Rewrite all of the data below line for line, but multiply each x,y coordinate in the answers by 0.6 and round to whole numbers, with halves going up. Keep the sample coordinates unchanged and leave the pictures out.
============
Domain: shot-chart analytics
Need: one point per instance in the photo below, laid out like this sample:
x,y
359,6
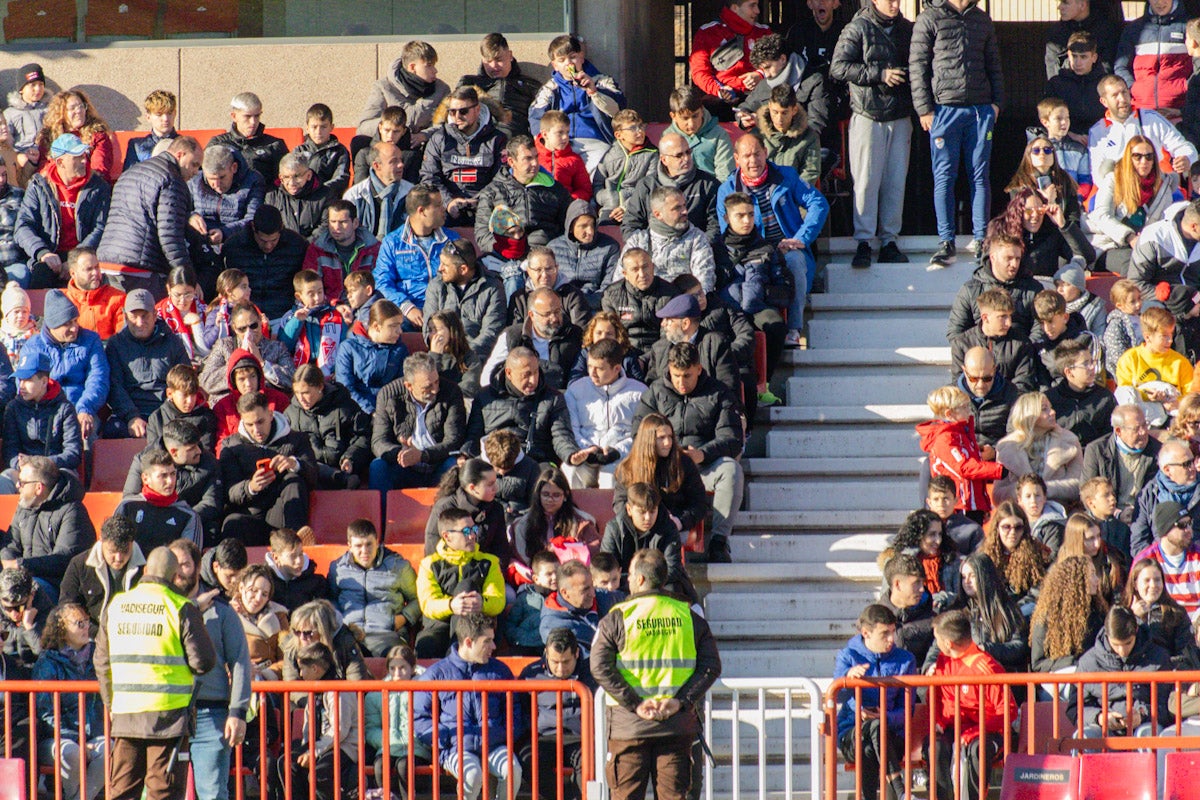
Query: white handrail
x,y
748,703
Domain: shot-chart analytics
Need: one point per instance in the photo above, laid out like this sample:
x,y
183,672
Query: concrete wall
x,y
288,76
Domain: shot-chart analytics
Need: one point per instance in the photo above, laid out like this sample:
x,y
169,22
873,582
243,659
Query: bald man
x,y
991,396
677,167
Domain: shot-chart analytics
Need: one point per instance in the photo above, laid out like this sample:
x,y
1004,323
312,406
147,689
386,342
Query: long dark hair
x,y
993,605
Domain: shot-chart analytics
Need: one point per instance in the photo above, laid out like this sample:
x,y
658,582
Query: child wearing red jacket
x,y
953,450
556,155
961,657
============
• THE COMPLETED TASK
Domain: shot-chart analytics
Need: one point per instance in the photo below, laid out like this sample:
x,y
359,6
Query: white handrail
x,y
449,422
Domain: shot-chart analytics
Need: one point per instance in the photo above, laid out like this sample:
x,y
183,672
Query: concrete wall
x,y
173,46
Domain: shot-chart analytics
Need: one point per instance in the photo above, laid out like this sample:
x,y
169,22
873,582
243,659
Query: bald man
x,y
595,238
406,100
Domain: shot-chart analytics
Need: one point per instance in the photo above, laid out like this sample:
x,y
1004,323
312,406
147,689
386,342
Query: long dark hair
x,y
596,363
Domain: shot-chart analytics
Need: one point per instance in the photo above, laid out like this sample:
x,y
658,582
Query: child wearing red jacket
x,y
572,270
334,93
577,394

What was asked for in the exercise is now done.